[GIVEN DATA start]

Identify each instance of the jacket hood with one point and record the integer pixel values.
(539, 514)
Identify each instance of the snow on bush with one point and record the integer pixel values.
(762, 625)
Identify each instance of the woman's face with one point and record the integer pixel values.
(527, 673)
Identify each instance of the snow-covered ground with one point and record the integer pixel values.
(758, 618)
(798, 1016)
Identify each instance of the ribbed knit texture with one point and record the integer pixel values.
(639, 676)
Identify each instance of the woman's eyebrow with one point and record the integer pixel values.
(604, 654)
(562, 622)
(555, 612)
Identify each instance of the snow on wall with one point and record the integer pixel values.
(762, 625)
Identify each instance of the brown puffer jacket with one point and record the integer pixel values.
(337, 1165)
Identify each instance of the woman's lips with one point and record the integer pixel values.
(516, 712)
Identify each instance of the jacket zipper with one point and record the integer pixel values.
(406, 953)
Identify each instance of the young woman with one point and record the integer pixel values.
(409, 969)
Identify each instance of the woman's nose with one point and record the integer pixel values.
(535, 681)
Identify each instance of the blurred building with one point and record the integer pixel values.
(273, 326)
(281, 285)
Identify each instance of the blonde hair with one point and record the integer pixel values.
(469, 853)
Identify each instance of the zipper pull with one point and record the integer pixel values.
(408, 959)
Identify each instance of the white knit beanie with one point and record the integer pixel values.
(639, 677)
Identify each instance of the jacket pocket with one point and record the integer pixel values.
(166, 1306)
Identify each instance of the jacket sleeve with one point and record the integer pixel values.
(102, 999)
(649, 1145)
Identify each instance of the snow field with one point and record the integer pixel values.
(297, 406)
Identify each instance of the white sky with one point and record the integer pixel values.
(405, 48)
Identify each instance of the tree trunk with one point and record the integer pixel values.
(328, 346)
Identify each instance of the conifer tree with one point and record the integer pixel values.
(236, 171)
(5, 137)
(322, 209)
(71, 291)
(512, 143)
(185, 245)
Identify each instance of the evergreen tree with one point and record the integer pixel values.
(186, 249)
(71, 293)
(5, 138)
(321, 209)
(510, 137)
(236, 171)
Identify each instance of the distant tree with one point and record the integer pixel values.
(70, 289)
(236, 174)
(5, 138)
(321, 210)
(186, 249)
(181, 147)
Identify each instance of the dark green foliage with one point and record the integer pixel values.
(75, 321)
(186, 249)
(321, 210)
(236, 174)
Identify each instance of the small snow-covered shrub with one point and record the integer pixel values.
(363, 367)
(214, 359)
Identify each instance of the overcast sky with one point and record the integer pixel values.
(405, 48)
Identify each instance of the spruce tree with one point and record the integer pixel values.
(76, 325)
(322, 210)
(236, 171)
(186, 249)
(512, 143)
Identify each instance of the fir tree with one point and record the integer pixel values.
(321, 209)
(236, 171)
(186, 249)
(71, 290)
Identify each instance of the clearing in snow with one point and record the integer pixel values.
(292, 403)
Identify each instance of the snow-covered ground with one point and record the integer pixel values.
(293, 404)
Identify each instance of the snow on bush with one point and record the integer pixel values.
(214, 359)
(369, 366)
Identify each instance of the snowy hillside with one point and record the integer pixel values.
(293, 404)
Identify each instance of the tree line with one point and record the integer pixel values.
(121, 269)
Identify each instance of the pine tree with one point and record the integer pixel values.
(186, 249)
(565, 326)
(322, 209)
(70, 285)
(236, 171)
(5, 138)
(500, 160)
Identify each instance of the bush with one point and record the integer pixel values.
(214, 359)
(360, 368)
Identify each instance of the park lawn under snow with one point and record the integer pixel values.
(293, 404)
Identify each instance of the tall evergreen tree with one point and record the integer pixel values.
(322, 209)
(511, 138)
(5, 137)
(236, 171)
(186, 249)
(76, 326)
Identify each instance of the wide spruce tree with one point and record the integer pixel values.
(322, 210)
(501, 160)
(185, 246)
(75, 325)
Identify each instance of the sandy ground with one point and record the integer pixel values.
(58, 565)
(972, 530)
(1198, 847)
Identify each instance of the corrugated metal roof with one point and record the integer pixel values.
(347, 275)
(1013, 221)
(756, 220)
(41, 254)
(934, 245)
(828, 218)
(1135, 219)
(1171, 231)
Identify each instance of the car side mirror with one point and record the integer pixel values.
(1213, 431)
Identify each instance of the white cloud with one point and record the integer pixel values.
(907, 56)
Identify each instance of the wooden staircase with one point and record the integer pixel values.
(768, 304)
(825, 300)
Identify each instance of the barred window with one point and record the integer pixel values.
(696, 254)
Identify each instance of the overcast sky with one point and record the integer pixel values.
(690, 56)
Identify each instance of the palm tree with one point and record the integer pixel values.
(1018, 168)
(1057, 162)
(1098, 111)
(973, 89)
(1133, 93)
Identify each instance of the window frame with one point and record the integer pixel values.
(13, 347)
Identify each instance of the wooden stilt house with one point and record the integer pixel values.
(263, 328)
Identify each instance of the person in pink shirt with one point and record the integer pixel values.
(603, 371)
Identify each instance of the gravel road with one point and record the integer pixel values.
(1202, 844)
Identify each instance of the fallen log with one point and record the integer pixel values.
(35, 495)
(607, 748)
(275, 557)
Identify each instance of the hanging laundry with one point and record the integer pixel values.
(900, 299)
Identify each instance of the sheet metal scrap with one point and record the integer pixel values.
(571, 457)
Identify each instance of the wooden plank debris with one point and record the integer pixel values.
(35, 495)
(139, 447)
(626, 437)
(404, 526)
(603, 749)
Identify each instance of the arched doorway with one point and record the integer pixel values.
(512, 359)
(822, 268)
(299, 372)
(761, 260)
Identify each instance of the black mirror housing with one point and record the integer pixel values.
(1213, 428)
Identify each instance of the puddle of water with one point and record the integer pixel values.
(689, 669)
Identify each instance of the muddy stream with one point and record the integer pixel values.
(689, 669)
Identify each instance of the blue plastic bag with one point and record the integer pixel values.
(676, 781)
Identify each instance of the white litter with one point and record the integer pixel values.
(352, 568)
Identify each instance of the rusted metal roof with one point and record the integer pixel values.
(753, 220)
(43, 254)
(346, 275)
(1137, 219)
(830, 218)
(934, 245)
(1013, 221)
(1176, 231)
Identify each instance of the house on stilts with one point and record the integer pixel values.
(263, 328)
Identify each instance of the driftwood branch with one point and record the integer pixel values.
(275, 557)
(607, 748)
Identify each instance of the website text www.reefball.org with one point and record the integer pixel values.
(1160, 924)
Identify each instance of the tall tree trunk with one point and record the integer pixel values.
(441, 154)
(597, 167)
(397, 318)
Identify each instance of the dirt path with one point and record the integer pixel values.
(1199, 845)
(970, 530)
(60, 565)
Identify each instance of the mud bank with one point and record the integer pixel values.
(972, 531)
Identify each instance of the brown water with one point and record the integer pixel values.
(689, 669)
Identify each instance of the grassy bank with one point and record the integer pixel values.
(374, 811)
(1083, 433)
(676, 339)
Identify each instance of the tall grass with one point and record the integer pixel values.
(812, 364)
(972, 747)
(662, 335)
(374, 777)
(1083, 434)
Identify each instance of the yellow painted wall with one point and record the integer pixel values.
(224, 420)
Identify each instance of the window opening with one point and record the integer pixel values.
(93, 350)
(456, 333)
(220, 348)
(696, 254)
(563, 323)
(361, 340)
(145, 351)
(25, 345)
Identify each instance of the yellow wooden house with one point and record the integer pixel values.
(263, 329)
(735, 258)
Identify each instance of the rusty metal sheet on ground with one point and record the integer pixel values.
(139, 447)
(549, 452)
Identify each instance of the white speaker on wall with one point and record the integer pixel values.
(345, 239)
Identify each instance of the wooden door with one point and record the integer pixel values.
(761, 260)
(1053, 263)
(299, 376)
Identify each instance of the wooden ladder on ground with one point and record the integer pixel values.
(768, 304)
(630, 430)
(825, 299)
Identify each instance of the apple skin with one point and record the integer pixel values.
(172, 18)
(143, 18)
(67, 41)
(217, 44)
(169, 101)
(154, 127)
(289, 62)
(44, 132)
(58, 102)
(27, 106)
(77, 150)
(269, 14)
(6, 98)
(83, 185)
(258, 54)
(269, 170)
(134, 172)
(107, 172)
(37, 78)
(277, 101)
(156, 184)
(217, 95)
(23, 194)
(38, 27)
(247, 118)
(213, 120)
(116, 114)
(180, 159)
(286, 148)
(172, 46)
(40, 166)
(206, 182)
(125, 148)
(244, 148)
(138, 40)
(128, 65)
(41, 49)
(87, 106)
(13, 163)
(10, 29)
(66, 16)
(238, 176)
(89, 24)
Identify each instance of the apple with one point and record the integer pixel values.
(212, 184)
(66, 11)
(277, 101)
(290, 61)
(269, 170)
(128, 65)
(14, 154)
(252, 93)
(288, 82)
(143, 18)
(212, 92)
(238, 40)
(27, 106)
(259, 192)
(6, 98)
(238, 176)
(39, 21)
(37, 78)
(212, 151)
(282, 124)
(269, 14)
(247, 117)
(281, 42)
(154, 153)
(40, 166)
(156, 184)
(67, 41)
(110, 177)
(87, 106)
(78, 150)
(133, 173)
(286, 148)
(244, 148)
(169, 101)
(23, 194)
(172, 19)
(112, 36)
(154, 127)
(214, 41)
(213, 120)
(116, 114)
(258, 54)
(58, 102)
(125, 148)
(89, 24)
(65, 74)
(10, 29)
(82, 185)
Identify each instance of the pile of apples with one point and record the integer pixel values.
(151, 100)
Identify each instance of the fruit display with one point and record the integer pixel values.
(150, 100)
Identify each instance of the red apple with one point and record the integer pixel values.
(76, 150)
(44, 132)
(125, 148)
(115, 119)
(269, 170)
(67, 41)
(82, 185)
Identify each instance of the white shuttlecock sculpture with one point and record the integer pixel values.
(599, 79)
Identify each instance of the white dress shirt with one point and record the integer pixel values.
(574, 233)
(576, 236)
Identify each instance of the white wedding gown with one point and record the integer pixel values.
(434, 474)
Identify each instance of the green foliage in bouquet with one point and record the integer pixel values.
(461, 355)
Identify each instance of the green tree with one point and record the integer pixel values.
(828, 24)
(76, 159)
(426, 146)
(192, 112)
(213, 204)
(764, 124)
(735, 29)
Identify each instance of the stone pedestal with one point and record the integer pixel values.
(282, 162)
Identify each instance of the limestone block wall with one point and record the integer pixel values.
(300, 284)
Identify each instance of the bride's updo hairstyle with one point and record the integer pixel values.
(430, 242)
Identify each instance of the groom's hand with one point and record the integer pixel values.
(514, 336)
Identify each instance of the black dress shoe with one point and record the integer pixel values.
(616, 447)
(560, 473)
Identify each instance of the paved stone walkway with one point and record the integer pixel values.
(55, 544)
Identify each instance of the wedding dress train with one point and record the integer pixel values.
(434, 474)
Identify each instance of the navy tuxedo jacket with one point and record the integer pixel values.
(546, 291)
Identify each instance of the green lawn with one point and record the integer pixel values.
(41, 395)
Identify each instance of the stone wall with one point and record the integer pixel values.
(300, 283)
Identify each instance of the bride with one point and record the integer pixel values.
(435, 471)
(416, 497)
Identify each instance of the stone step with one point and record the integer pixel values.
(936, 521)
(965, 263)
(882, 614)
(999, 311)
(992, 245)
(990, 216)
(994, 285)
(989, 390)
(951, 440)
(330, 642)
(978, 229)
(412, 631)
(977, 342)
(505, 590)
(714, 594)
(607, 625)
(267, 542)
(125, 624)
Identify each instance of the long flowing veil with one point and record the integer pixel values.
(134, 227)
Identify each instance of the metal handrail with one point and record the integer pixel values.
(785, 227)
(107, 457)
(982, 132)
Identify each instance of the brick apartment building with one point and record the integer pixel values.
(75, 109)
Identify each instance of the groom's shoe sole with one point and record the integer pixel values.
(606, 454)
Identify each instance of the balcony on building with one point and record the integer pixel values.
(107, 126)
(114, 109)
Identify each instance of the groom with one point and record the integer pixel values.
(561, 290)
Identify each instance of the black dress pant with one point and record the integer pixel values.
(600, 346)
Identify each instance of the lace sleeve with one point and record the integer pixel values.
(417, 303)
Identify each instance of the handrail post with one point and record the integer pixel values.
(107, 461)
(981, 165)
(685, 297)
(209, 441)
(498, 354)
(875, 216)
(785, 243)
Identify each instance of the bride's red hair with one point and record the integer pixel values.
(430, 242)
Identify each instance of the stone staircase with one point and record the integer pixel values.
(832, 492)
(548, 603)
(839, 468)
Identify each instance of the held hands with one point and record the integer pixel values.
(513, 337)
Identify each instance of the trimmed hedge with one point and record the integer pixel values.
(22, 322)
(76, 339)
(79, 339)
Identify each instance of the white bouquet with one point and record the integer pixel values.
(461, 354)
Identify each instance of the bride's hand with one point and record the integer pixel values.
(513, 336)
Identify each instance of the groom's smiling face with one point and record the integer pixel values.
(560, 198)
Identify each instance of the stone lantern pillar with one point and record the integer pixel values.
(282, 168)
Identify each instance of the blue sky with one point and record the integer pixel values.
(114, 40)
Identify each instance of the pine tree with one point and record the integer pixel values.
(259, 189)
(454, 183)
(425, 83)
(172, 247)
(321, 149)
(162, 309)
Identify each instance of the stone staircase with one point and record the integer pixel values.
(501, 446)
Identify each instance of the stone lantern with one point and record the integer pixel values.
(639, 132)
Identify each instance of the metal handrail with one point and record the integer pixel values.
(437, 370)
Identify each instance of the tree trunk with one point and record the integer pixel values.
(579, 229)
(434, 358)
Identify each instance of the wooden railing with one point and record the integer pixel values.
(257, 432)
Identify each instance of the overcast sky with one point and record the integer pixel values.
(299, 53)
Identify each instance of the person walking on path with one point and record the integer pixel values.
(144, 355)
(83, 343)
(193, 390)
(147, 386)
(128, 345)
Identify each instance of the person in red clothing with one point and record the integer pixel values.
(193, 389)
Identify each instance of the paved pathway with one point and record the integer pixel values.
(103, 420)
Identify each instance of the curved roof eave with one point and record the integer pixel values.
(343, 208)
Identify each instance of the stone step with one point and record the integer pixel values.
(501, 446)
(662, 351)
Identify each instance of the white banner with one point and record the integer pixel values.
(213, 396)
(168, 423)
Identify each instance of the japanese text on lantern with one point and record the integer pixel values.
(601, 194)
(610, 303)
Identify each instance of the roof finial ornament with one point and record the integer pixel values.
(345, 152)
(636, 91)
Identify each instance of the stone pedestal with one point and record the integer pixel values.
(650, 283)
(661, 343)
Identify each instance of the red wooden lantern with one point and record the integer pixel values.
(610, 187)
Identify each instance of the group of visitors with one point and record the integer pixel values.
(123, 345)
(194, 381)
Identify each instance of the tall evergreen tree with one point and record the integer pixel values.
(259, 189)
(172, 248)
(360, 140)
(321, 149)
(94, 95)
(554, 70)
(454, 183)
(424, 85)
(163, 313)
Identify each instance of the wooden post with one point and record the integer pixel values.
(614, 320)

[GIVEN DATA end]

● **EXERCISE GOAL**
In the listing above, find the line containing "Identify each instance of the japanese", then reproduce it and each line after it through the end, exactly and with nothing added.

● **RESPONSE TO THIS EXERCISE**
Identify each instance of the japanese text on lantern with one point and record the integer pixel values.
(601, 194)
(610, 303)
Identify each instance of the roof finial ornament with one point and record the integer pixel values.
(345, 152)
(636, 91)
Identify each instance of the stone pedestal with one point and record the integer pixel values.
(650, 283)
(661, 343)
Identify each instance of the red wooden lantern with one point and record the integer pixel values.
(610, 187)
Identify each instance of the group of visitors with one point and record the integer pixel values.
(123, 345)
(194, 381)
Identify each instance of the tall evergreen tree with one point and record the integer pixel values.
(259, 189)
(172, 248)
(360, 140)
(321, 149)
(94, 95)
(554, 70)
(454, 183)
(424, 85)
(163, 313)
Identify each instance of the wooden post with one point and record the integer pixel values.
(614, 320)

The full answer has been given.